原文摘錄:
案發於一年前的楊雨凡,2021年3月以受賄496萬元被判處有期徒刑9年。這位來自雲南省屬國有鋼企——昆明鋼鐵控股有限公司(昆明鋼鐵集團有限責任公司,下稱“昆鋼集團”)下屬貿易公司的負責人,有長達15年的受賄經歷,僅在2013年5月至2014年5月的一年時間中,就以一種“拿回扣”的手法受賄301萬元:從他手中每銷售1噸昆鋼生產的鋼材,就可以從貿易商手中獲得10元“回扣”,而他利用手中許可權可壓低每噸鋼材售價100—200元。

以301萬元回扣款計算,楊雨凡以上述管道低價出手了約30萬噸鋼材,意味著昆鋼鋼材銷售相應損失約在3000萬—6000萬元之間。一名接近案情的人士對財新說,這意味著“國有資產被賤賣”。

收集的資料
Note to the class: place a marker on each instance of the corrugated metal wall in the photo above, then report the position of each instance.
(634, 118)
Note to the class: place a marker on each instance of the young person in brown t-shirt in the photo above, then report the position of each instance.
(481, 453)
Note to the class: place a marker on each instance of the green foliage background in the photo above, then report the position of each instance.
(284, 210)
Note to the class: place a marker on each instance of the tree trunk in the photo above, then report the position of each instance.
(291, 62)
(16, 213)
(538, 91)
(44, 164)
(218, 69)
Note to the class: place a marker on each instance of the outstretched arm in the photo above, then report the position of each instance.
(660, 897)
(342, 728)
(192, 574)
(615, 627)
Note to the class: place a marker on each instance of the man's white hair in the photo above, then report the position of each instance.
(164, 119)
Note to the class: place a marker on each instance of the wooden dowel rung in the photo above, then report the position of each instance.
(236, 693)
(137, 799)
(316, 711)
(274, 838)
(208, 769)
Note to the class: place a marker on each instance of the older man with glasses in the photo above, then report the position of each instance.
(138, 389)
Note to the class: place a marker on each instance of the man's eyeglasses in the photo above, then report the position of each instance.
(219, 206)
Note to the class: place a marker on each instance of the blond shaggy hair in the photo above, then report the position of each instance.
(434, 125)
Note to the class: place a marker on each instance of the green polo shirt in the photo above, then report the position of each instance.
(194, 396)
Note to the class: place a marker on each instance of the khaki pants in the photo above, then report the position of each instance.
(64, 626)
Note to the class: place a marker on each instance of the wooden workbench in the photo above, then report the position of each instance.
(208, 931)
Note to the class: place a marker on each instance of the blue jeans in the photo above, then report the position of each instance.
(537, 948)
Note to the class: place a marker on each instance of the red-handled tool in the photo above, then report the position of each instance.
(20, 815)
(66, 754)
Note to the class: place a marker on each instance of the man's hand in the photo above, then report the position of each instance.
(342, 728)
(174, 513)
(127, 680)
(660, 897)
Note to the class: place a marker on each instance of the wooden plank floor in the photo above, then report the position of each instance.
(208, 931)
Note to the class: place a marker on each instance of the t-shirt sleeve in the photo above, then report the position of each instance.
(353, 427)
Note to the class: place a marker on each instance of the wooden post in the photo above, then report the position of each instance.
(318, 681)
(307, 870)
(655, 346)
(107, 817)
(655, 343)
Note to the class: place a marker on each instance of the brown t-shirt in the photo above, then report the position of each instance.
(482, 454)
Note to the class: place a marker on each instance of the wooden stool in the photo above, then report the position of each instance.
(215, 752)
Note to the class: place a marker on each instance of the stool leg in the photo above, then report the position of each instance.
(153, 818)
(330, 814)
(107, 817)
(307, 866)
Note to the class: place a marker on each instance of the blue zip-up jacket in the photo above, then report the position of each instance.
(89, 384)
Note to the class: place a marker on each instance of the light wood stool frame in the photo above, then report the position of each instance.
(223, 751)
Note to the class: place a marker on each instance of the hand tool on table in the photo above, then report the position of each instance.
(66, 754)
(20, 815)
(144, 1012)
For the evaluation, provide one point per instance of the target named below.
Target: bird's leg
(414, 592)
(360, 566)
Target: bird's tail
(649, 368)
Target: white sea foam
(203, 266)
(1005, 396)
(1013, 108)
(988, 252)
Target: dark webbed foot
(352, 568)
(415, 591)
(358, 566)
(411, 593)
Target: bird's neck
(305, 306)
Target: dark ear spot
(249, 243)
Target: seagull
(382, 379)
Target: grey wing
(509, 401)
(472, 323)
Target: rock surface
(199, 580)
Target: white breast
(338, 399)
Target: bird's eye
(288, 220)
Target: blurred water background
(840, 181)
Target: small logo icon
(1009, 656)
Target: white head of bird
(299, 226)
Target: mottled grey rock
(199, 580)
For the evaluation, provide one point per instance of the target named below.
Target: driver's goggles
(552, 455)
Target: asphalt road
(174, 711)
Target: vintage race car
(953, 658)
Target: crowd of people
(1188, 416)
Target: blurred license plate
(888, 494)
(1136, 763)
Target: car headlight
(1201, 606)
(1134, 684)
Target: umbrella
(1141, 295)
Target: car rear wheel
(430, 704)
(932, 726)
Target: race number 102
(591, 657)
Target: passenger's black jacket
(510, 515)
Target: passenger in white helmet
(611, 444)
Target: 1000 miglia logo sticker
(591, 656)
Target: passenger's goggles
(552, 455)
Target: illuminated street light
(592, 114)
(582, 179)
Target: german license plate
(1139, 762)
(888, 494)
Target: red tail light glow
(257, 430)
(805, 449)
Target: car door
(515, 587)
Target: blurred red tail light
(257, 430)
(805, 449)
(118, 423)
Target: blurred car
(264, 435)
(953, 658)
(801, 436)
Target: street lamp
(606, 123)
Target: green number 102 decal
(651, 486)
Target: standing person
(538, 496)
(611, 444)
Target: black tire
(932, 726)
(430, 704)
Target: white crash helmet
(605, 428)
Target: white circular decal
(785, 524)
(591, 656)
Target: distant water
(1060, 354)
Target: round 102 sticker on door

任務說明 1:
根據楊雨凡受賄案的摘錄,他在2021年3月被判處多少年有期徒刑?
任務說明 2:
請從楊雨凡受賄案摘錄的最後一句之後往下續寫。

書面回答 1:
有期徒刑9年。

書面回答 2:
隨著楊雨凡案的收口,4月14日,另一個反腐“大蓋子”打開:一日之內,雲南省紀檢監察機构同時留置31人,從集團董事長杜陸軍到車間職工等19人被立案審查調查,12名行賄人被留置,涉及貿易、礦產、建築等多個領域。事後看,楊雨凡案是昆鋼這批腐敗窩案的首案。

緊接著,5月17日,昆鋼集團副總經理董瑞章投案,25名管理人員主動說明問題。至此,加上2020年零星公佈的昆鋼管理人員被查,昆鋼腐敗窩案共計捲入59人。一家企業短時間內涉案人數之多,近年罕見。

至此,昆鋼窩案已有“一把手”杜陸軍和另外三名集團副總經理李平、和智君、董瑞章共四名廳局級國企幹部被查,領導班子成員幾乎被“一鍋端”,被中央紀委國家監委斥為“一把手腐敗帶壞一批幹部”。其中,杜陸軍出身財務,與金融、貿易板塊腐敗相關,串聯著昆鋼上下游;李平出身礦業;和智君與董瑞章來自鋼鐵板塊。這些內部“蛀蟲”與外部經銷商深度綁定,在採購、銷售等環節存在權錢交易、利益輸送,“靠鋼吃鋼”,連年累積,形成窩案。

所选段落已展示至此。